(Page extract begins)

The Centers for Disease Control and Prevention (CDC) director became emotional Monday while speaking about “the recurring feeling I have of impending doom.”
“When I first started at CDC about two months ago, I made a promise to you. I would tell you the truth even if it was not the news you wanted,” CDC Director Rochelle Walensky said.
“Now is one of those times when I have to share the truth and I have to hope and trust you will listen. I’m gonna pause here, I’m gonna lose the script and I’m gonna reflect on the recurring feeling I have of impending doom,” the CDC director said. “We have so much to look forward to, so much promise and potential of where we are and so much reason for hope, but right now I’m scared.”
The Food and Drug Administration has approved the Moderna vaccine, the Pfizer vaccine and the Johnson & Johnson vaccine. President Joe Biden said March 2 that the U.S. is set to have vaccines available for all American adults by May 31.
The U.S. has nearly 550,000 reported COVID-19 deaths and over 30 million reported cases as of Monday at 11:27 a.m., according to data from Johns Hopkins University.
As of March 24, daily cases organized as a weekly average rose 6.7% compared to the previous week, according to a CDC post updated March 26. Daily hospitalizations went up 0.1% compared to the week before.
Walensky empathized with the physician who is “the last person to touch someone else’s loved one because their loved one couldn’t be there.” Walensky said she understands the concern about having “the resources to take care of the patients in front of you.”

(Page extract ends)
(Input data begins)

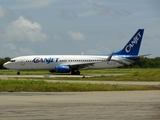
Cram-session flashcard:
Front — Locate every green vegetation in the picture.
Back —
[0,80,160,92]
[0,68,160,81]
[0,69,160,92]
[0,57,160,69]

(Input data ends)

### Exercise tasks
(a) In the CDC news report, by what date did President Joe Biden say the U.S. would have vaccines available for all American adults?
(b) Name every vaccine that the CDC news report says the Food and Drug Administration has approved.
(c) Write the next part of the CDC news report, picking up after its final sentence.

### Numbered answers
(a) May 31

(b) The Moderna vaccine, the Pfizer vaccine and the Johnson & Johnson vaccine

(c)
The CDC director further empathized with “that feeling of nausea when you read the crisis standards of care and you wonder whether there are gonna be enough ventilators to go around and who’s gonna make that choice.”
“I know what it is like to pull up to your hospital everyday and see the extra morgue sitting outside,” Walensky said. “I didn’t know at the time when it would stop, we didn’t have the science to tell us. We were just scared. We have come such a long way, three historic scientific breakthrough vaccines and we are rolling ’em out so very fast.”
“So I’m speaking today not necessarily as your CDC director and not only as your CDC director, but as a wife, as a mother, as a daughter to ask you to just please hold on a little while longer,” Walensky said. “I so badly want to be done. I know you all so badly want to be done. We are just almost there, but not quite yet.”
Walensky asked people not to give up and to receive the vaccine when permitted “so that all of those people that we all love will still be here when this pandemic ends.”